▶ Textauszug

────────────────

Christoph Göbel beklagt das Scheitern im Bundestag und sieht Deutschland dadurch für den Herbst unzureichend gewappnet.

Von Martin Mühlfenzl, Landkreis München

Das Scheitern einer Impfpflicht am Donnerstag im Bundestag findet auch im Landkreis München seinen Nachhall. Landrat Christoph Göbel (CSU), selbst klarer Verfechter einer allgemeinen Impfpflicht, übt angesichts des Ausgangs der Abstimmung sowie der Verhandlungen im Vorfeld heftige Kritik an der Bundespolitik. "Wenn eine Mehrheit im Bundestag findet, dass Viren im Herbst nicht mehr gefährlich sind, dann kann ich nur hoffen, dass sie recht hat", sagte Göbel in seinem wöchentlichen Corona-Pressegespräch am Freitag. Durch den unwürdigen Prozess rund um die Impfpflicht sei die Bereitschaft, sich impfen zu lassen, "bewusst" vom Parlament zerstört worden. Das Vertrauen der Bürger in die parlamentarische Demokratie habe dadurch schweren Schaden genommen, so der Landrat - "meines auch".

Göbel hat sich von Anfang an für eine allgemeine Impfpflicht ausgesprochen und steht weiter zu dieser Haltung: "Ich bleibe dabei, denn es geht darum, für den Herbst gewappnet zu sein." Es gehe darum, erneute Einschränkungen des öffentlichen Lebens und eine Überlastung des Gesundheitswesens zu verhindern. Die Bundesregierung aber habe dies verhindert, weil sie keinen eigenen Vorschlag zu einer Impfpflicht vorgelegt habe. Stattdessen habe sie nur "hilfloses Chaos" ausgelöst. Göbel spart aber auch nicht mit Kritik am ganzen Parlament: "Über alle Fraktionen hinweg" seien parteipolitische Spielchen gespielt worden, auch von der Union, der er mangelnde Kooperationsbereitschaft vorwirft.

────────────────

▶ Bereitgestellte Daten
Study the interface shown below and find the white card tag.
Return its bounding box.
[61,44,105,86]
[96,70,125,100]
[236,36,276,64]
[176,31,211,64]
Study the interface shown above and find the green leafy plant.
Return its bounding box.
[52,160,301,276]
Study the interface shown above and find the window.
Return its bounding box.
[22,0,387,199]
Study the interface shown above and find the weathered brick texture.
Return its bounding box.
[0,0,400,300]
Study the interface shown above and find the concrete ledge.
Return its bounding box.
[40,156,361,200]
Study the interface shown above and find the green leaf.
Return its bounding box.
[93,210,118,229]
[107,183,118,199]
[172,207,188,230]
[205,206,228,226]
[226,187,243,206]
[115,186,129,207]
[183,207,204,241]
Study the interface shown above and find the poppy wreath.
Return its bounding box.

────────────────

▶ Deine Aufgabe
Gib aus dem Text zur gescheiterten Impfpflicht den Abschnitt von „Göbel hat sich“ bis einschließlich „er mangelnde Kooperationsbereitschaft vorwirft.“ wortgetreu wieder. Die Zeilen spielen hierfür keine Rolle.

▶ Lösung zur Aufgabe
Göbel hat sich von Anfang an für eine allgemeine Impfpflicht ausgesprochen und steht weiter zu dieser Haltung: "Ich bleibe dabei, denn es geht darum, für den Herbst gewappnet zu sein." Es gehe darum, erneute Einschränkungen des öffentlichen Lebens und eine Überlastung des Gesundheitswesens zu verhindern. Die Bundesregierung aber habe dies verhindert, weil sie keinen eigenen Vorschlag zu einer Impfpflicht vorgelegt habe. Stattdessen habe sie nur "hilfloses Chaos" ausgelöst. Göbel spart aber auch nicht mit Kritik am ganzen Parlament: "Über alle Fraktionen hinweg" seien parteipolitische Spielchen gespielt worden, auch von der Union, der er mangelnde Kooperationsbereitschaft vorwirft.